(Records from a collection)
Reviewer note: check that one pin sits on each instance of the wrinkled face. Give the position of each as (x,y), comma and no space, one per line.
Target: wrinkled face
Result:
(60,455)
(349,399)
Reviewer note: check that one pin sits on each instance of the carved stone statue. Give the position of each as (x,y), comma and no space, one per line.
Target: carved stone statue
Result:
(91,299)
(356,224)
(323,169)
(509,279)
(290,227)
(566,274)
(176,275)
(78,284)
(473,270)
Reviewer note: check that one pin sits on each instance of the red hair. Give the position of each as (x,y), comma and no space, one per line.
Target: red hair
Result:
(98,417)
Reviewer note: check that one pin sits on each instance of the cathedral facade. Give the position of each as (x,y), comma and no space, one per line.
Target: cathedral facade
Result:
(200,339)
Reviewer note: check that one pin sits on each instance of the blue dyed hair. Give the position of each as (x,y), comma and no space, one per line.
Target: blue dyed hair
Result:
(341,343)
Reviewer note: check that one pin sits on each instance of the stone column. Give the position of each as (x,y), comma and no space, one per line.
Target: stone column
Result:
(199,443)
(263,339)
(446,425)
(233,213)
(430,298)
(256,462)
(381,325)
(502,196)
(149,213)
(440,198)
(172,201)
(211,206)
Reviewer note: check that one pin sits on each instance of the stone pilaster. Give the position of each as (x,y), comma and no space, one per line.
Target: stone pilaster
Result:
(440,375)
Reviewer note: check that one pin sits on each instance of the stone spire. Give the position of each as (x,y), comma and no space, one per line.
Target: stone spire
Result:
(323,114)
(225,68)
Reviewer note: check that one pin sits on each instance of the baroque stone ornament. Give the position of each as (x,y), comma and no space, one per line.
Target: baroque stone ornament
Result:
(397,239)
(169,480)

| INSTRUCTIONS FOR THE TASK |
A verbatim copy of every record is what you should return.

| TASK RESPONSE |
Reviewer note: check that one pin sits on each instance of the wrinkled face. Give the position of each as (x,y), comma and no space, one per line.
Target: wrinkled face
Result:
(60,455)
(349,399)
Reviewer note: check that one pin sits on each instance of the carved stone statue. Give the position of each as (x,y), comma and no space, one per line.
Target: carved stone statue
Result:
(91,299)
(356,224)
(323,169)
(509,279)
(290,227)
(566,274)
(176,275)
(78,284)
(473,270)
Reviewer note: check that one pin sits on each instance of the red hair. Give the position of each as (x,y), comma and no space, one per line.
Target: red hair
Result:
(98,417)
Reviewer note: check that one pin sits on each instance of the cathedral facade. Give the position of each as (x,y), comma and no space, one per line.
Target: cathedral facade
Result:
(200,339)
Reviewer note: check that one pin sits on each instance of the blue dyed hair. Give the position of each as (x,y), comma and no space, one per line.
Target: blue dyed hair
Result:
(341,343)
Reviewer note: check that one pin sits on each instance of the stone column. Give the position of each as (x,y), comma and no space, one per line.
Target: stone column
Result:
(199,443)
(263,339)
(446,425)
(233,213)
(430,298)
(256,462)
(381,325)
(502,196)
(149,213)
(440,198)
(172,201)
(211,206)
Reviewer note: check that one pin sits on each instance of the stone pilaster. Give the position of each as (x,y), comma and no space, one per line.
Target: stone pilaster
Result:
(440,375)
Reviewer note: check that one pin sits on each instance of the stone spire. Give the position of each as (x,y), comma and no space, one per line.
Target: stone spire
Result:
(323,114)
(225,68)
Reviewer note: check that one pin sits on each instance of the baroque stone ornament. Give the position of each as (x,y), comma and no space, one per line.
Target: baroque stone ornament
Result:
(397,239)
(169,480)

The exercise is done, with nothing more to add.